▶ **THE TASK**
Print every line of the listing exactly, please.

* start *

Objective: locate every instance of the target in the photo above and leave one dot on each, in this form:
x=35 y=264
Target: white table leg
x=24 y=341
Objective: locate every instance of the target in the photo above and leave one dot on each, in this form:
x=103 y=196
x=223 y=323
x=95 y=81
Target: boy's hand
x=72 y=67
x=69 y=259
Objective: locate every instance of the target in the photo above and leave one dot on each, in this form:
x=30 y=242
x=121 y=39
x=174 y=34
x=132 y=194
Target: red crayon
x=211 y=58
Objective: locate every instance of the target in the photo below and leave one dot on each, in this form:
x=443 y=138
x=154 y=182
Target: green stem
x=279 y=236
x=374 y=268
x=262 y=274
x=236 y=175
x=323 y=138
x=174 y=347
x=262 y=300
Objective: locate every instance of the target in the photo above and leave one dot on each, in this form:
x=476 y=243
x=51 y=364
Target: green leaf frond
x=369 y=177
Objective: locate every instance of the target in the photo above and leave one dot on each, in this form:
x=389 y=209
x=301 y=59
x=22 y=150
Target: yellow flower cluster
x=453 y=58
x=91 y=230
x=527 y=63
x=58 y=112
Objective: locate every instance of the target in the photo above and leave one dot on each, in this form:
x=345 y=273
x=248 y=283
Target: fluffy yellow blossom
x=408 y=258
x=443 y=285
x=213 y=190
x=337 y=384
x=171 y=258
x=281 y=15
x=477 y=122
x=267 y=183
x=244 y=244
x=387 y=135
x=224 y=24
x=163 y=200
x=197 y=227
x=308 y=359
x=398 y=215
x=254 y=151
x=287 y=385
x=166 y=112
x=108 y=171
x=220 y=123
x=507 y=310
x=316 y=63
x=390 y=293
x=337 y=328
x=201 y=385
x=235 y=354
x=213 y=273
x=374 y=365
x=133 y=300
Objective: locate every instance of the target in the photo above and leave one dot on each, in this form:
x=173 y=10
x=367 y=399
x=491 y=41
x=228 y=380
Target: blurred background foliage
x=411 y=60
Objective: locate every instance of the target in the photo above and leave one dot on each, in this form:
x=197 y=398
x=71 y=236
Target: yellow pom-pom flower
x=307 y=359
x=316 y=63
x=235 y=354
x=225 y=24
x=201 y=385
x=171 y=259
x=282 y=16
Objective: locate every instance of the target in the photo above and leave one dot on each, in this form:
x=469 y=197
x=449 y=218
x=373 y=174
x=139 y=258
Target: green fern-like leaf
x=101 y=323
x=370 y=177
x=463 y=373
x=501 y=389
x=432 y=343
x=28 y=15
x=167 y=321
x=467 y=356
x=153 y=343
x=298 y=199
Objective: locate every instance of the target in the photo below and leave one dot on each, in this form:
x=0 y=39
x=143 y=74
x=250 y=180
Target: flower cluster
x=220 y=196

* end *

▶ **ANSWER TO THIS TASK**
Objective: locate every instance of the target in the photo above and leave one dot on each, in this form:
x=35 y=264
Target: white table leg
x=24 y=341
Objective: locate every instance of the target in the photo above and leave one dot on each, in this form:
x=103 y=196
x=223 y=323
x=95 y=81
Target: boy's hand
x=72 y=67
x=69 y=259
Objective: locate every instance of the target in the photo above and leave one dot on each, in this form:
x=30 y=242
x=121 y=39
x=174 y=34
x=132 y=194
Target: red crayon
x=211 y=58
Objective: locate every instance of the target in the photo below and leave one dot on each, in this form:
x=443 y=138
x=154 y=182
Target: green stem
x=279 y=236
x=374 y=268
x=262 y=274
x=236 y=175
x=323 y=138
x=174 y=347
x=262 y=300
Objective: locate every instance of the target in the photo above and leave one dot on each, in this form:
x=476 y=243
x=51 y=364
Target: green leaf frond
x=369 y=177
Objective: locate every instance of the target in the photo above and leave one dot on each, in this form:
x=389 y=209
x=301 y=59
x=22 y=150
Target: yellow flower cluster
x=453 y=58
x=91 y=230
x=527 y=63
x=58 y=112
Objective: locate every instance of the target in the photo above and leave one dot on each, in this form:
x=345 y=273
x=248 y=283
Target: fluffy yellow blossom
x=408 y=258
x=443 y=285
x=213 y=190
x=337 y=384
x=171 y=258
x=281 y=15
x=477 y=122
x=267 y=183
x=244 y=244
x=387 y=135
x=224 y=24
x=163 y=200
x=197 y=227
x=308 y=359
x=398 y=215
x=254 y=151
x=287 y=385
x=166 y=112
x=108 y=171
x=220 y=123
x=507 y=310
x=316 y=63
x=390 y=293
x=337 y=328
x=201 y=385
x=235 y=354
x=213 y=273
x=374 y=365
x=133 y=300
Objective: locate every instance of the target in the photo above and leave one dot on each, in this form:
x=173 y=10
x=367 y=399
x=491 y=41
x=228 y=380
Target: blurred background foliage
x=411 y=60
Objective: locate every instance of the target in the photo above and leave one dot on each, in this form:
x=197 y=398
x=71 y=236
Target: yellow pom-pom flower
x=307 y=359
x=316 y=63
x=235 y=354
x=225 y=24
x=201 y=385
x=171 y=259
x=282 y=16
Objective: locate every instance of the target in the photo above and leave one dot on each, in this form:
x=469 y=197
x=449 y=218
x=373 y=174
x=139 y=258
Target: green fern-like leaf
x=101 y=323
x=370 y=177
x=463 y=373
x=501 y=389
x=432 y=343
x=28 y=15
x=167 y=321
x=467 y=356
x=153 y=343
x=298 y=199
Objective: locate every instance of the target in the photo below and leave one dot on each, in this form:
x=0 y=39
x=143 y=74
x=250 y=180
Target: flower cluster
x=220 y=196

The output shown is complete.